[Begin]
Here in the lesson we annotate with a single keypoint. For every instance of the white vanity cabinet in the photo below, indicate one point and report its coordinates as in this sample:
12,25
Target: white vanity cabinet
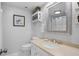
36,51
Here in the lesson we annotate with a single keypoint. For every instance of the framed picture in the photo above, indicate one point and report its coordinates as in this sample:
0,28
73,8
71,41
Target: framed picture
18,20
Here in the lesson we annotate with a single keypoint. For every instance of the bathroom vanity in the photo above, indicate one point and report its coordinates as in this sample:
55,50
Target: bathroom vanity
41,47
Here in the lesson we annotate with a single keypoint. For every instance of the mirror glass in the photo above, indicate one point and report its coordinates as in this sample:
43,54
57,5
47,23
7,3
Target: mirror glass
57,18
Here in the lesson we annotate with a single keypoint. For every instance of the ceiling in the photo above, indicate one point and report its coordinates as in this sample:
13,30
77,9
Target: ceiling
29,5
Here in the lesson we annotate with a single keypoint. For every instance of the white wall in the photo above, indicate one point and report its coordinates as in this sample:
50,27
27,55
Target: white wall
14,37
74,37
0,27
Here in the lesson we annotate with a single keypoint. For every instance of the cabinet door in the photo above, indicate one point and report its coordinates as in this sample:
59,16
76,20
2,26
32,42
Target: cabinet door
33,50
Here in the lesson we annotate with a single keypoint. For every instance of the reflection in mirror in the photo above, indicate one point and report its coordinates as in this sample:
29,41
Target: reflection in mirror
59,17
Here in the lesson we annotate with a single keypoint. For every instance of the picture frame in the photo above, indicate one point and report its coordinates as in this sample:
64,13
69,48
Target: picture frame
18,20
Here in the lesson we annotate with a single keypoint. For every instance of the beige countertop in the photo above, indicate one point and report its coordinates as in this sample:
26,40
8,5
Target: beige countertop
62,50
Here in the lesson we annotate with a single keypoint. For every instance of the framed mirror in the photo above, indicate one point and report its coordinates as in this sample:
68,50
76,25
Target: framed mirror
60,18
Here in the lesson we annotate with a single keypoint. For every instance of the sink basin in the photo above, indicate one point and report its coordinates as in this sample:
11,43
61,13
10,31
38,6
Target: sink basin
51,46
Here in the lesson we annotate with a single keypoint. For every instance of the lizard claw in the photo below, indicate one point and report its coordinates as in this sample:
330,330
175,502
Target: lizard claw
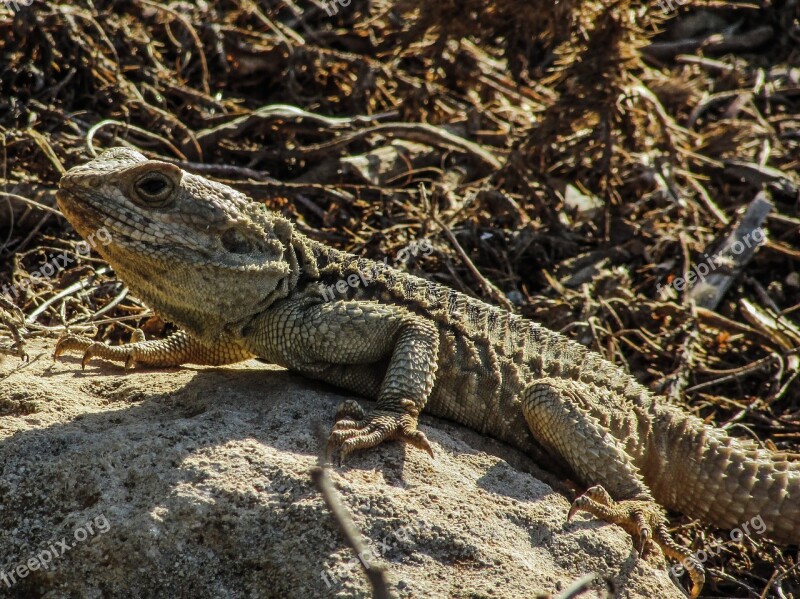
[End]
• [Exercise objective]:
Convert every line of the listing above into a JSON list of strings, one string per line, with blank lines and the pictures omitted.

• [Answer to the exercise]:
[
  "Here in the lesson we annotate with a single keypoint. For every instance of the white vanity cabinet in the photo below, indicate one point and report its coordinates as in this sample:",
  "12,25",
  "Target: white vanity cabinet",
  "36,51",
  "Here in the lesson we annotate with a single keypoint. For every instance of the framed picture in the photo above, indicate one point and report its coordinates as in this sample:",
  "0,28",
  "73,8",
  "71,41",
  "Target: framed picture",
  "18,20",
  "Here in the lesson we annotate with a single keypoint. For every instance of the bathroom vanity in the photo above, indicate one point and report its coordinates as in this sample:",
  "55,50",
  "Target: bathroom vanity",
  "41,47",
  "Here in the lesson we annotate with a single keypoint. For every instance of the mirror glass in the photo above, indicate one point and report its coordinates as in this sample:",
  "43,54",
  "57,5",
  "47,23",
  "7,3",
  "Target: mirror glass",
  "57,18",
  "Here in the lesson we annotate with a single keypoint. For every instance of the ceiling in the photo above, indicate one point and report its coordinates as in this sample:",
  "13,30",
  "77,9",
  "Target: ceiling",
  "29,5",
  "Here in the lesson we annotate with a single keypoint. For every instance of the white wall in the photo above, indicate one point and report its coordinates as in this sample:",
  "50,27",
  "27,55",
  "Target: white wall",
  "14,37",
  "74,37",
  "0,27",
  "Here in the lesson we annotate with a single keypoint. For every instance of the cabinet door in the photo above, indicate one point and report its coordinates as in this sample:",
  "59,16",
  "76,20",
  "2,26",
  "32,42",
  "Target: cabinet door",
  "33,50",
  "Here in the lesson we annotate with a single keypoint. For every instance of the reflection in mirror in the photo above, indicate one point and report its coordinates as in this sample:",
  "29,41",
  "Target: reflection in mirror",
  "59,17",
  "Here in the lesson we annotate with a single keypoint. For every instance of the picture frame in the photo above, indicate one point and report its coordinates as in this sample:",
  "64,13",
  "69,48",
  "Target: picture frame",
  "18,20",
  "Here in the lesson we annotate with a single keypoint. For every instance of the beige countertop in the photo above, indicate one point and report its coordinates as in this sample:",
  "26,40",
  "8,5",
  "Target: beige countertop",
  "62,50",
  "Here in the lesson we annotate with a single keypoint. For every instance of the framed mirror in the photo above, indicate one point and report its coordinates as in this sample:",
  "68,50",
  "76,25",
  "Target: framed mirror",
  "60,18",
  "Here in the lesson we annotate with a single keypoint. For every instance of the sink basin in the photo above, indicate one point and report its coordinates as in this sample:",
  "11,43",
  "61,13",
  "10,31",
  "38,6",
  "Target: sink basin",
  "51,46",
  "Here in the lesson we annotate with a single keypoint. For every instance of the lizard claw in the photo below, indicate one point and report its coordinates as in this sample:",
  "330,330",
  "175,502",
  "Target: lizard claw"
]